[Rows of an object pointing dataset]
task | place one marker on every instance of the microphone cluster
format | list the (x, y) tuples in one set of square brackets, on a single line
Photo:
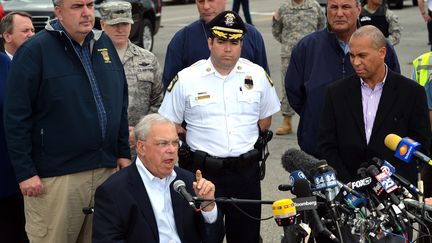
[(379, 204)]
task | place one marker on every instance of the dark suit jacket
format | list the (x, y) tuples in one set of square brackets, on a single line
[(402, 110), (123, 212)]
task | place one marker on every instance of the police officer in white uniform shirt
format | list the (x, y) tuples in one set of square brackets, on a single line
[(225, 102)]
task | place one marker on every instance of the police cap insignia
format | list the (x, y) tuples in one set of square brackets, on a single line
[(173, 82), (227, 25)]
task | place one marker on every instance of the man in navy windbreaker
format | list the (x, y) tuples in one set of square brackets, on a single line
[(65, 115)]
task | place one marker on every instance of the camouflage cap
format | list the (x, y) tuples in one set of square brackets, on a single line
[(116, 12), (227, 25)]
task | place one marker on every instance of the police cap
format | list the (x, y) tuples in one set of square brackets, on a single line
[(227, 25)]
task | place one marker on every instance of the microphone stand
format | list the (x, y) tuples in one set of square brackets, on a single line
[(291, 235), (232, 200), (420, 185)]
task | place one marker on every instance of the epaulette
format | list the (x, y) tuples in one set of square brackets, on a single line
[(172, 83), (269, 79)]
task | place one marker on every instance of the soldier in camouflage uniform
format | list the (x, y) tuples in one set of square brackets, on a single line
[(376, 13), (293, 20), (142, 69)]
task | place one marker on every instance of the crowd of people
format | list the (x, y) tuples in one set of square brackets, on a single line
[(91, 119)]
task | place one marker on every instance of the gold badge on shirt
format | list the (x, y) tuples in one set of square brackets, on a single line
[(105, 55), (248, 82), (202, 96)]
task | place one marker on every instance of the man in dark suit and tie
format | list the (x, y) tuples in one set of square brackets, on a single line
[(361, 110), (139, 204)]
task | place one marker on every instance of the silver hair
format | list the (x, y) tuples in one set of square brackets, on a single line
[(142, 129), (374, 34), (57, 2)]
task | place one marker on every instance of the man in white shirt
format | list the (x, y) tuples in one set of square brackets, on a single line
[(139, 204), (226, 101)]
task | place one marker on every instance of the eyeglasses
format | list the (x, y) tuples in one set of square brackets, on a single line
[(165, 143)]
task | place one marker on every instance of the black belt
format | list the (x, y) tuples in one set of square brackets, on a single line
[(212, 164)]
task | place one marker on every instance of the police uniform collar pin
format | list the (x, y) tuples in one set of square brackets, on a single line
[(248, 82)]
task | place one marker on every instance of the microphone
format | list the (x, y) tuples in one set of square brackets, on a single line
[(405, 148), (294, 159), (180, 187), (284, 212), (302, 189), (390, 170), (418, 205), (295, 175)]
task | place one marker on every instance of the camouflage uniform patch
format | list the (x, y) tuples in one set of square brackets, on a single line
[(144, 77)]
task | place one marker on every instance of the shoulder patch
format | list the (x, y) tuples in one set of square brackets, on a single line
[(269, 79), (173, 82)]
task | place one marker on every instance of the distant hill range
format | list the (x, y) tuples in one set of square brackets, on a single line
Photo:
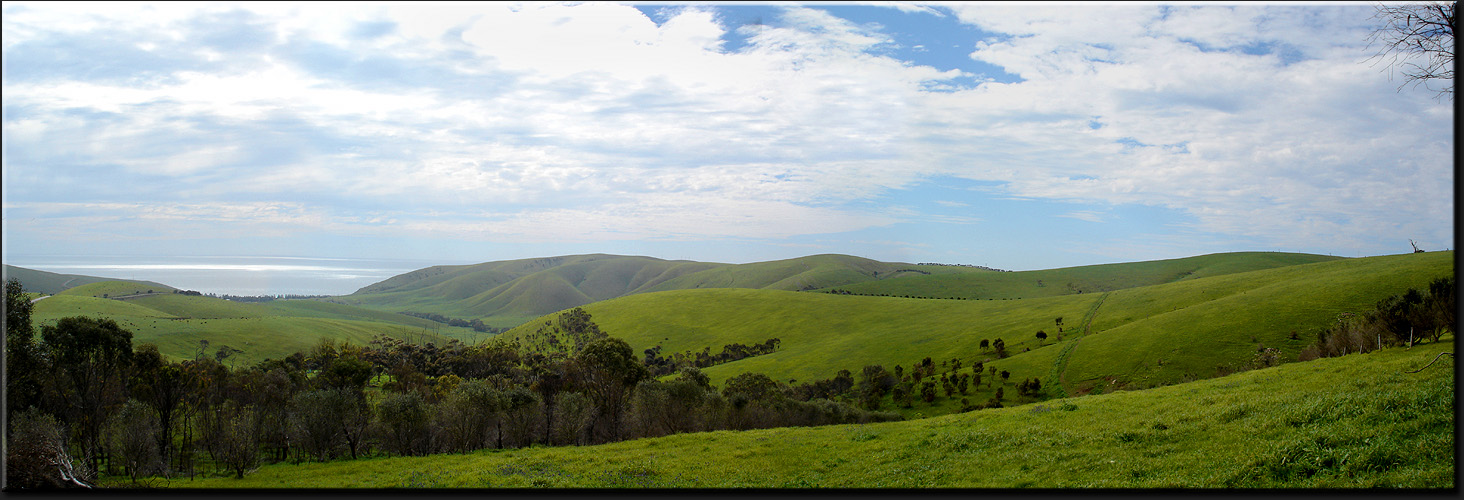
[(50, 282), (508, 293)]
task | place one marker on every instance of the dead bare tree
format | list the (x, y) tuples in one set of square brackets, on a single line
[(1412, 32)]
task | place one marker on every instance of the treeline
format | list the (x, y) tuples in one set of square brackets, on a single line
[(264, 298), (84, 402), (660, 366), (1400, 319), (476, 323)]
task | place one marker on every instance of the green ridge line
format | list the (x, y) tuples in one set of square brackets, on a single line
[(1060, 364)]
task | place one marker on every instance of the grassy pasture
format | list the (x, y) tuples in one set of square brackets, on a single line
[(113, 288), (275, 329), (1139, 338), (514, 291), (49, 282), (1357, 421), (1098, 278), (823, 334)]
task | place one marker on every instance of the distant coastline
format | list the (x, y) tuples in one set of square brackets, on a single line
[(232, 275)]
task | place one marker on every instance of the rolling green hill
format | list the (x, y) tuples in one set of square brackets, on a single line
[(275, 329), (50, 282), (514, 291), (1138, 336), (1066, 281), (1357, 421)]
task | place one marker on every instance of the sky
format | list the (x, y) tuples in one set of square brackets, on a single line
[(1015, 136)]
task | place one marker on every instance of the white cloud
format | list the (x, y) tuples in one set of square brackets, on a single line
[(1261, 122)]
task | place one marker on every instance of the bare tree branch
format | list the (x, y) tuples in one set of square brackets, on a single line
[(1416, 40)]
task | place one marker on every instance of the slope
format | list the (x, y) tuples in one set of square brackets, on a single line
[(1357, 421), (186, 326), (513, 291), (50, 282), (1079, 279), (1138, 336)]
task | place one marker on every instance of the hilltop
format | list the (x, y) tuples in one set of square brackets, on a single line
[(49, 282), (514, 291), (1129, 338), (185, 326)]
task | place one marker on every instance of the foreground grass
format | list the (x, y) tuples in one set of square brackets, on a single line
[(1340, 423)]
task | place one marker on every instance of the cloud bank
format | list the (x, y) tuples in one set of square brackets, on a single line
[(599, 123)]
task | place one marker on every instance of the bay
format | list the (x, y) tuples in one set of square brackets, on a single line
[(232, 275)]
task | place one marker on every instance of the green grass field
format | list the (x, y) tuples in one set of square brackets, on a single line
[(1139, 338), (50, 282), (1357, 421), (514, 291), (1100, 278), (177, 323)]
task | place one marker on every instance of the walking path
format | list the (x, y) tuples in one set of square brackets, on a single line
[(1060, 364)]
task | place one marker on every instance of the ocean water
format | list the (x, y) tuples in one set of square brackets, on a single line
[(232, 275)]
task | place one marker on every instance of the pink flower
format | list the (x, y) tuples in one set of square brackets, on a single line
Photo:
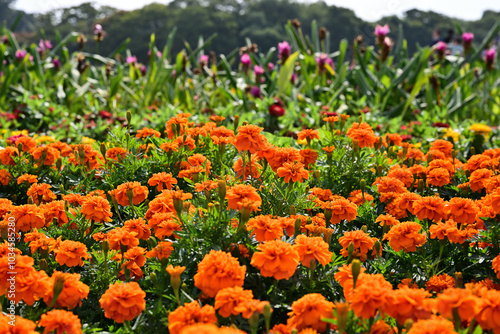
[(258, 70), (284, 50), (203, 60), (467, 37), (382, 31)]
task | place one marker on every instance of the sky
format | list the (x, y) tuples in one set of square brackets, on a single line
[(368, 10)]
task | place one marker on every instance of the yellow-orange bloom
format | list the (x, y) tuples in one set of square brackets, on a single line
[(123, 301), (406, 236), (190, 314), (276, 259), (308, 311), (218, 270), (228, 299), (310, 248)]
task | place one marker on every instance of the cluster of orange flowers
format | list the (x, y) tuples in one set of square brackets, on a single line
[(278, 245)]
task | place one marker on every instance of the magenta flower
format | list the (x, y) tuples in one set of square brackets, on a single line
[(322, 60), (284, 50), (255, 91), (203, 60), (258, 70), (56, 63), (490, 55), (97, 29), (382, 31), (245, 60), (467, 37), (131, 59)]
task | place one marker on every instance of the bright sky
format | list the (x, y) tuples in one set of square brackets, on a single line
[(367, 9)]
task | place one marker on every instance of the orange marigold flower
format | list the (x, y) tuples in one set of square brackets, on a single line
[(190, 314), (388, 187), (162, 180), (249, 138), (463, 210), (341, 209), (356, 196), (97, 209), (135, 190), (461, 299), (249, 306), (435, 325), (164, 224), (218, 270), (496, 265), (6, 155), (371, 295), (310, 248), (282, 155), (72, 293), (123, 301), (162, 250), (27, 217), (431, 207), (138, 226), (221, 136), (405, 303), (308, 311), (22, 326), (489, 315), (438, 177), (294, 171), (228, 299), (236, 194), (5, 177), (41, 193), (439, 283), (308, 157), (276, 259), (361, 241), (405, 236), (308, 134), (71, 253), (51, 155), (147, 132), (442, 145), (265, 228), (60, 321), (27, 178), (387, 220), (122, 238), (116, 153)]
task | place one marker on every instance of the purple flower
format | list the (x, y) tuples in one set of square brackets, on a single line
[(255, 91), (258, 70), (490, 55), (97, 29), (382, 31), (245, 60), (322, 60), (56, 63), (284, 50), (203, 60), (131, 59), (20, 54), (467, 37), (441, 46)]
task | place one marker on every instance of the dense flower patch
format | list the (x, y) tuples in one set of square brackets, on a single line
[(213, 227)]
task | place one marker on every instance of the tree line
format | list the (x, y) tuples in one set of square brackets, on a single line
[(261, 21)]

REQUIRED WORK: Reproduce all of the records with every occurrence of "place one marker on" swapped for "put a single point on", keeping everything else unchanged. Leave the pictures out of your answer.

THE RESULT:
task | put a single point on every instance of the microphone cluster
format | list the (x, y) tuples in one set of square brackets, on a single line
Photo:
[(379, 204)]
task | put a single point on every instance of the dark suit jacket
format | list the (x, y) tuples in one set of square brackets, on a single line
[(402, 110), (123, 212)]
task | put a single point on every instance of the police officer in white uniform shirt
format | list the (x, y) tuples in one set of square brackets, on a single line
[(225, 102)]
task | put a single point on every instance of the police cap insignia
format | list the (x, y) tuples in one set of square brackets, on a single line
[(173, 82), (227, 25)]
task | put a single point on every instance of the man in navy windbreaker
format | list the (x, y) tuples in one set of square brackets, on a single line
[(65, 115)]
task | put a single point on every instance of the camouflage cap
format | list the (x, y) tuples in one set of square brackets, on a single line
[(116, 12), (227, 25)]
task | put a single point on every instance of the police cap
format | list the (x, y) tuples in one set of square brackets, on a single line
[(227, 25)]
task | put a single point on every instance of the microphone stand
format | list the (x, y) tuples in one set of square brackets, on a single line
[(291, 235), (232, 200), (420, 185)]
task | put a single point on every instance of the epaulette
format | list the (x, y) tuples in one set of square brackets, on a single line
[(172, 83), (269, 79)]
task | put a single point on every instance of the soldier in camouflage uniform
format | list the (x, y) tuples in one set of square brackets, on a single line
[(376, 13), (293, 20), (142, 69)]
task | put a single point on every instance of the crowd of people
format | list the (x, y) tuples in one set of square brackets, on a single line
[(91, 119)]
task | put a single point on every instance of the gold badge on shirt
format | list the (x, y) tuples in one set of square brackets, on a single line
[(105, 55), (248, 82), (202, 96)]
task | put a single point on every instance of the man in dark suit and tie
format | list the (x, y) tuples in one set of square brackets, on a single line
[(361, 110), (139, 204)]
task | put a single point on every instance of the silver hair
format | list the (x, y) tuples in one set of square brackets, on a single line
[(142, 129), (374, 34), (57, 2)]
task | put a single point on every instance of the man in white shirt
format | list the (x, y) tuples in one set of square brackets, on a single line
[(139, 204), (226, 101)]
task | put a single point on every instance of the eyeglasses
format | list the (x, y) tuples in one set of square brackets, on a single line
[(165, 143)]
task | put a single point on every instance of the black belt
format | list the (x, y) tuples in one set of square brackets, on a single line
[(212, 164)]
task | put a single point on every instance of the police uniform collar pin
format | list the (x, y) tuples in one set of square brackets, on a single line
[(248, 82)]
task | put a single point on every instance of the microphone
format | list the (x, y) tuples in one set of square brackets, on a single line
[(405, 148), (294, 159), (180, 187), (284, 212), (302, 189), (390, 170), (418, 205), (295, 175)]
task | put a single point on every instance of the camouflage uniform patch
format | list the (x, y) tuples in one set of square brackets, on a single line
[(144, 77)]
task | put a single point on every instance of the shoulder patch
format | list the (x, y) tuples in one set of square brackets, on a single line
[(269, 79), (173, 82)]
task | put a single point on every instance of the distant hill range
format | list the (x, y) tuples in one set of square brackets, on a single line
Photo:
[(50, 282), (508, 293)]
task | put a single point on every instance of the dead bare tree
format | list the (x, y) tuples in one set of square brackets, on a single line
[(1412, 32)]
task | put a single point on every instance of the treeline
format | list the (x, y) tuples in one set of square brackets, on a single line
[(264, 298), (84, 402), (660, 366), (1400, 319), (476, 323)]
task | put a single point on every instance of the green ridge line
format | list the (x, y) tuples in one set of square brackets, on a single line
[(1060, 364)]
task | put a single point on every instance of the grassy pasture
format | list the (x, y) tuples in one set of square brackets, on a single line
[(113, 288), (275, 329), (1139, 338), (514, 291), (49, 282), (1357, 421), (1098, 278), (823, 334)]
task | put a single point on every instance of the distant coastline
format | list the (x, y) tuples in one set of square brackets, on a single line
[(232, 275)]
task | put a single point on every instance of the rolling green hill
format | list the (x, y) tuples in one set of square brackets, on a single line
[(275, 329), (50, 282), (514, 291), (1138, 336), (1066, 281), (1357, 421)]
task | put a single point on every instance of the sky
format | list the (x, y) tuples in one set of square brackets, on a single line
[(1015, 136)]
task | put a single point on every instance of the white cloud
format | list the (x, y) tuples in one set of square brackets, on a single line
[(1261, 122)]
task | put a single point on every instance of the bare tree branch
format | list the (x, y) tuples in one set of square brackets, on a single line
[(1416, 40)]
task | put a single point on every instance of the slope
format | list the (x, y) tuples in one set of square brackets, on a single line
[(1357, 421), (186, 326), (513, 291), (50, 282), (1079, 279), (1138, 336)]
task | put a single point on every instance of the hilltop
format | list the (x, y) tuples in one set of square brackets, on a single line
[(49, 282), (514, 291), (1129, 338), (185, 326)]
task | put a single point on every instance of the foreground grass
format | list the (x, y) tuples in one set of square brackets, on a single line
[(1340, 423)]
task | put a single point on every instance of the cloud bank
format | list the (x, y) tuples in one set of square brackets, on a single line
[(599, 123)]
task | put a single point on every instance of the bay
format | list the (x, y) tuples in one set of square brackets, on a single line
[(232, 275)]
task | put a single point on every instance of the green grass field
format | list the (x, y) tuples in one set of square brackets, on a single line
[(1139, 338), (50, 282), (1357, 421), (514, 291), (1100, 278), (177, 323)]
task | put a single point on every instance of the walking path
format | list the (x, y) tuples in one set of square brackets, on a single line
[(1060, 364)]
task | put a single point on every instance of the ocean water
format | list the (x, y) tuples in one set of square brackets, on a single line
[(232, 275)]
task | put a single point on every instance of the pink flower
format | list the (x, y) tuples in one set of square brackets, on a single line
Photo:
[(258, 70), (284, 50), (203, 60), (467, 37), (382, 31)]
task | put a single point on every instance of the sky
format | list the (x, y) tuples in one set of square brackets, on a single line
[(368, 10)]
task | put a single point on every instance of the yellow-orange bloom
format | list the (x, y) tuples in one set of square brackets, on a single line
[(123, 301), (406, 236), (190, 314), (276, 259), (308, 311), (218, 270), (228, 299), (310, 248)]
task | put a single point on every instance of the cluster of orange flowers
format | list the (x, y) tuples in one set of square brackets, on a single line
[(278, 245)]
task | put a single point on every instance of the magenta flower
format | list the (x, y) tuples in one set of square brackets, on a single line
[(322, 60), (284, 50), (255, 91), (203, 60), (258, 70), (56, 63), (490, 55), (97, 29), (382, 31), (245, 60), (467, 37), (131, 59)]
task | put a single point on every instance of the bright sky
format | list the (x, y) tuples in one set of square brackets, on a single line
[(367, 9)]
task | put a single point on every instance of the orange marigold flower
format | list the (x, y) tuples in one set of square brackets, on a single line
[(190, 314), (388, 187), (162, 180), (249, 138), (463, 210), (341, 209), (356, 196), (97, 209), (135, 190), (461, 299), (249, 306), (435, 325), (164, 224), (218, 270), (496, 265), (6, 155), (371, 295), (310, 248), (282, 155), (72, 293), (123, 301), (162, 250), (27, 217), (431, 207), (138, 226), (221, 136), (405, 303), (308, 311), (22, 326), (489, 315), (438, 177), (294, 171), (228, 299), (236, 194), (5, 177), (41, 193), (439, 283), (308, 157), (276, 259), (361, 241), (405, 236), (308, 134), (71, 253), (51, 155), (147, 132), (442, 145), (265, 228), (60, 321), (27, 178), (387, 220), (122, 238), (116, 153)]
task | put a single point on every instance of the purple flower
format | list the (x, y) tuples in one set of square brackets, on a single line
[(255, 91), (258, 70), (490, 55), (97, 29), (382, 31), (245, 60), (322, 60), (56, 63), (284, 50), (203, 60), (131, 59), (20, 54), (467, 37), (441, 46)]
task | put a single point on every instance of the dense flower patch
format | list the (x, y) tuples in one set of square brackets, on a single line
[(213, 227)]
task | put a single point on every instance of the tree line
format | list the (x, y) tuples in one set of square brackets, on a single line
[(261, 21)]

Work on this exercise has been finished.